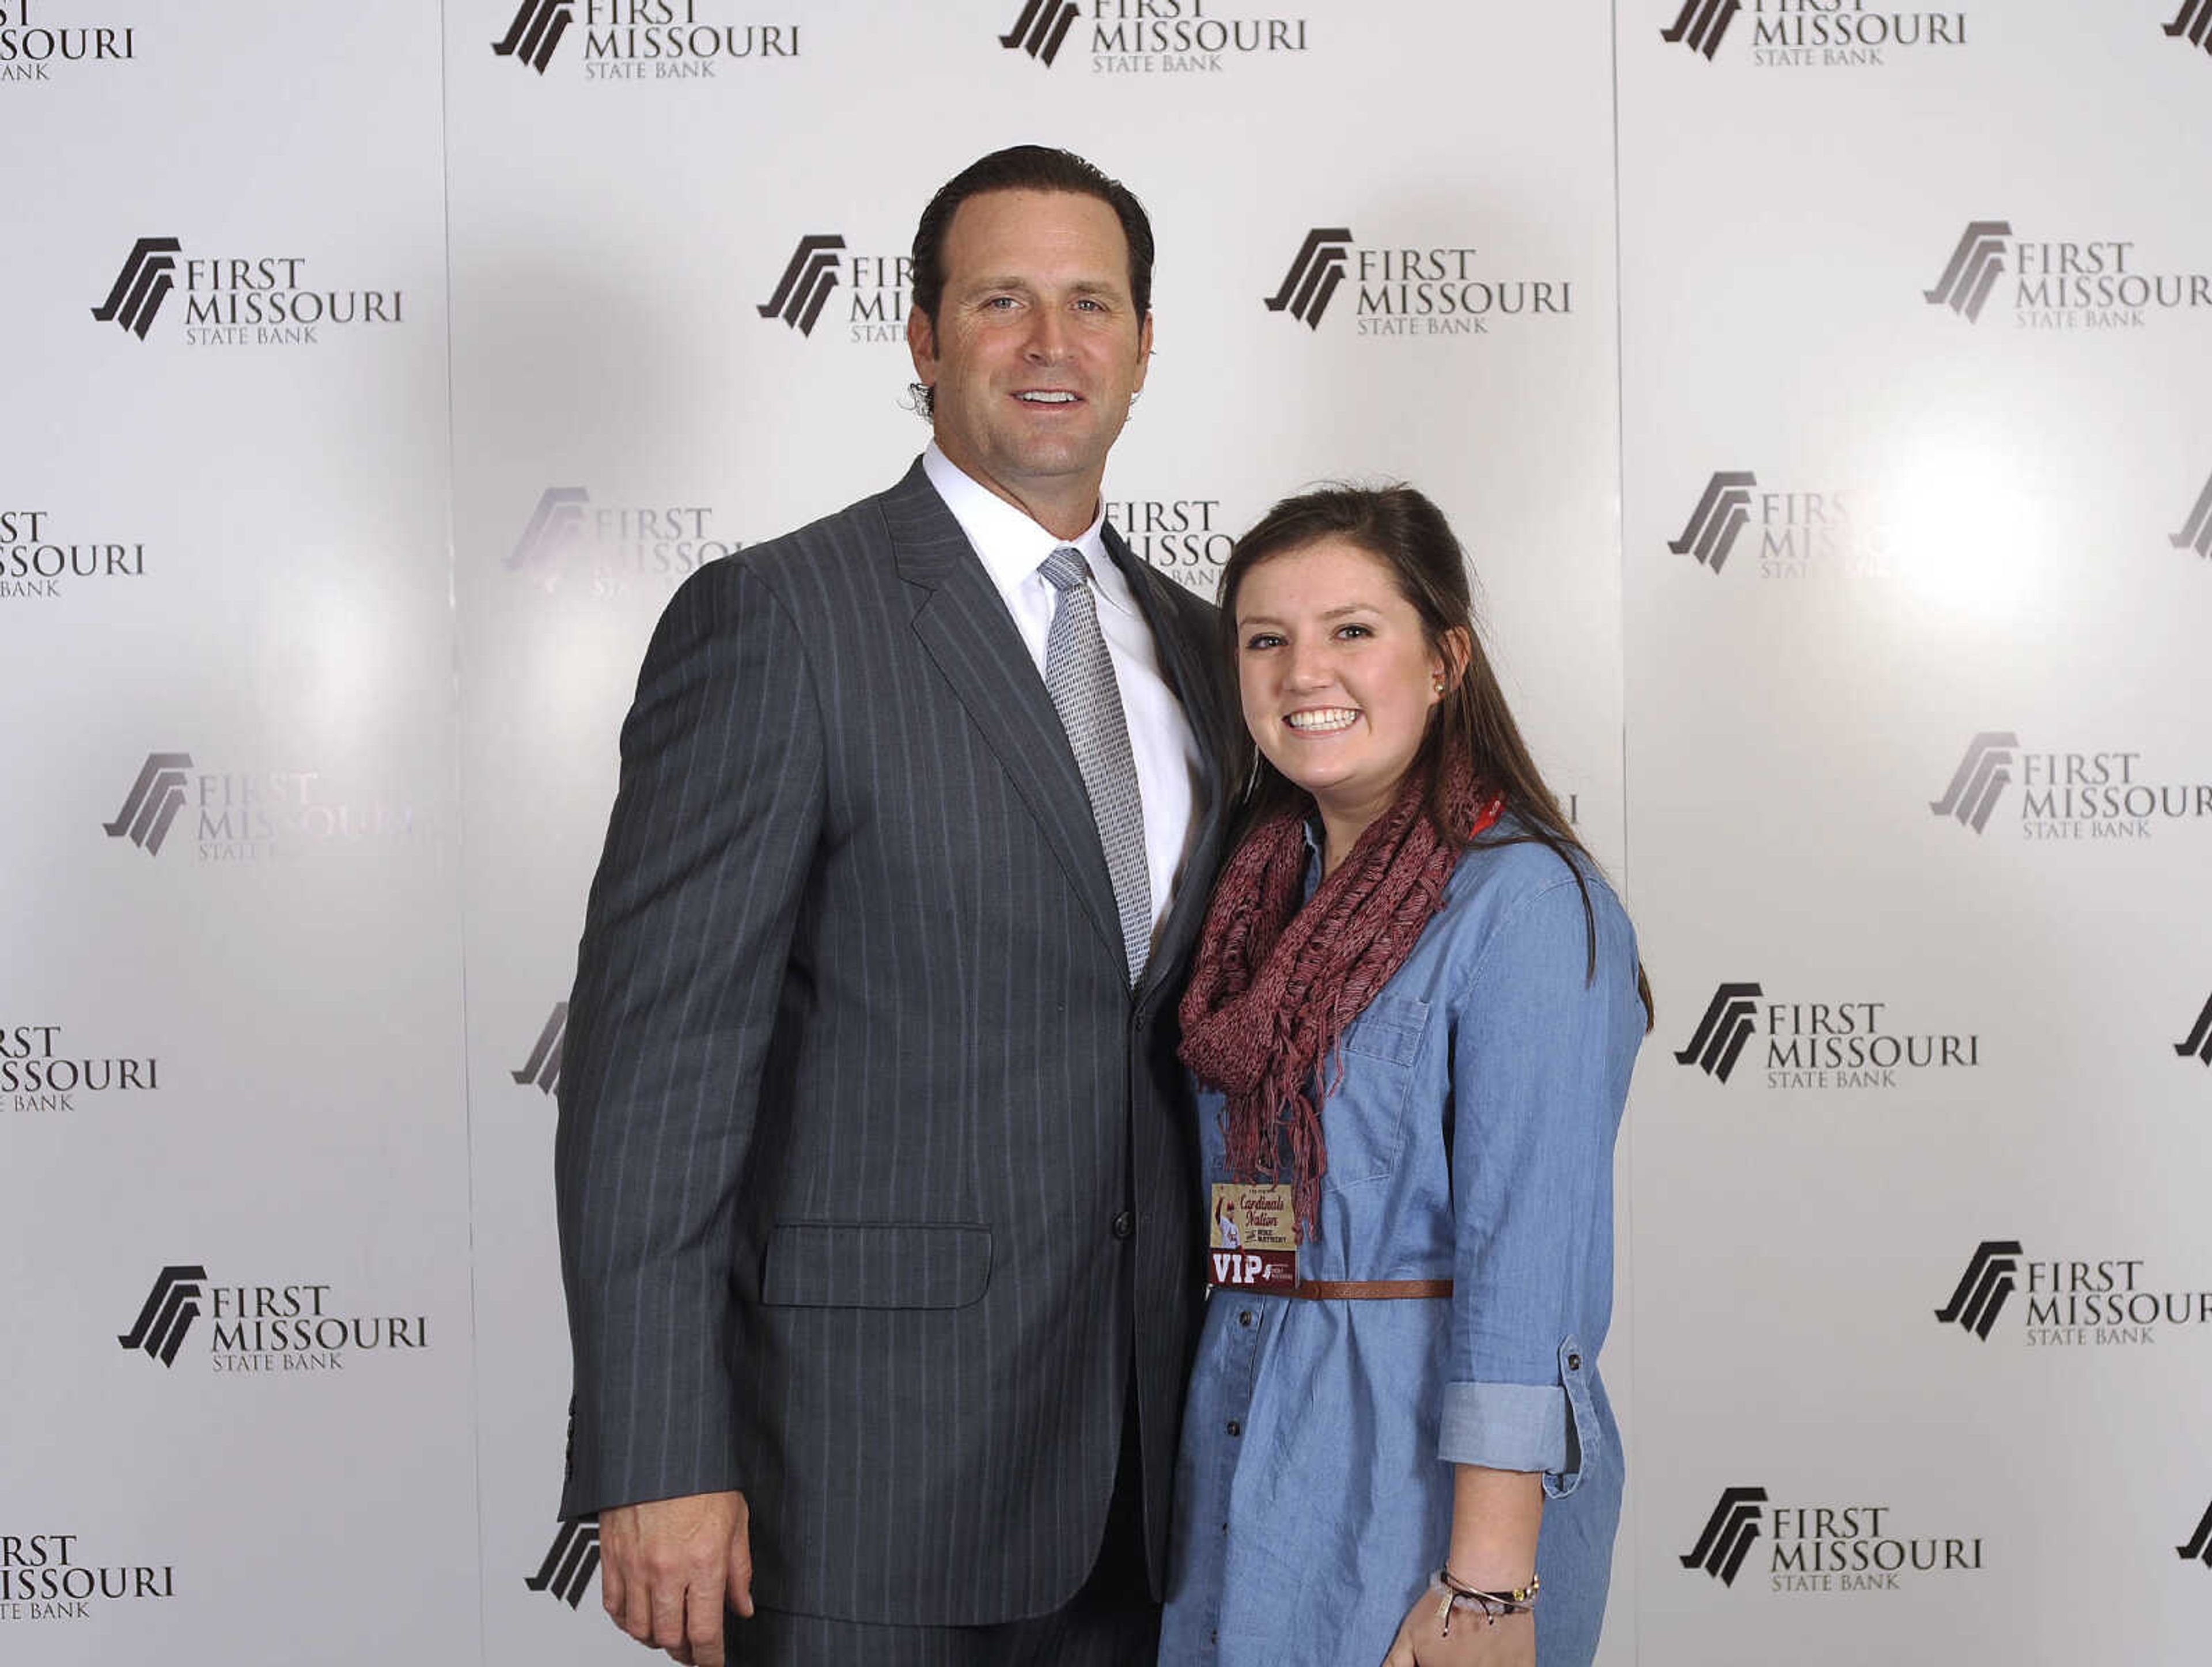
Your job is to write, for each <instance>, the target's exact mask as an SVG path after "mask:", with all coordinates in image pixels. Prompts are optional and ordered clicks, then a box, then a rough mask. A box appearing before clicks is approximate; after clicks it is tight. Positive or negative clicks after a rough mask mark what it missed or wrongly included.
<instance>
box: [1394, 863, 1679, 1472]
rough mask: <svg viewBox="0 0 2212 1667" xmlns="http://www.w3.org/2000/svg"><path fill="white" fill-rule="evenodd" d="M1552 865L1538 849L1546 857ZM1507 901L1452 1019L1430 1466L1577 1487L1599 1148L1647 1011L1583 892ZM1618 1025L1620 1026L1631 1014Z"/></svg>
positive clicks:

- TRY IT
All of the entries, apart from the pictures, must be returned exactly.

- SOLUTION TO THIS EXERCISE
Your job is to write, for each <instance>, the target's exact mask as an SVG path after "mask:", with all coordinates in image pixels. Prompts are optional and ordered clicks, then a box, then a rough mask. A box appearing before clicks is approximate; after clicks it is tight. Positive or negative clicks after a rough mask mark what it missed or wrongly included.
<instance>
box: [1394, 863, 1679, 1472]
rough mask: <svg viewBox="0 0 2212 1667" xmlns="http://www.w3.org/2000/svg"><path fill="white" fill-rule="evenodd" d="M1552 865L1538 849L1546 857ZM1507 901L1452 1019L1430 1466L1577 1487L1599 1148L1647 1011L1583 892ZM1618 1025L1620 1026L1631 1014Z"/></svg>
positive clicks:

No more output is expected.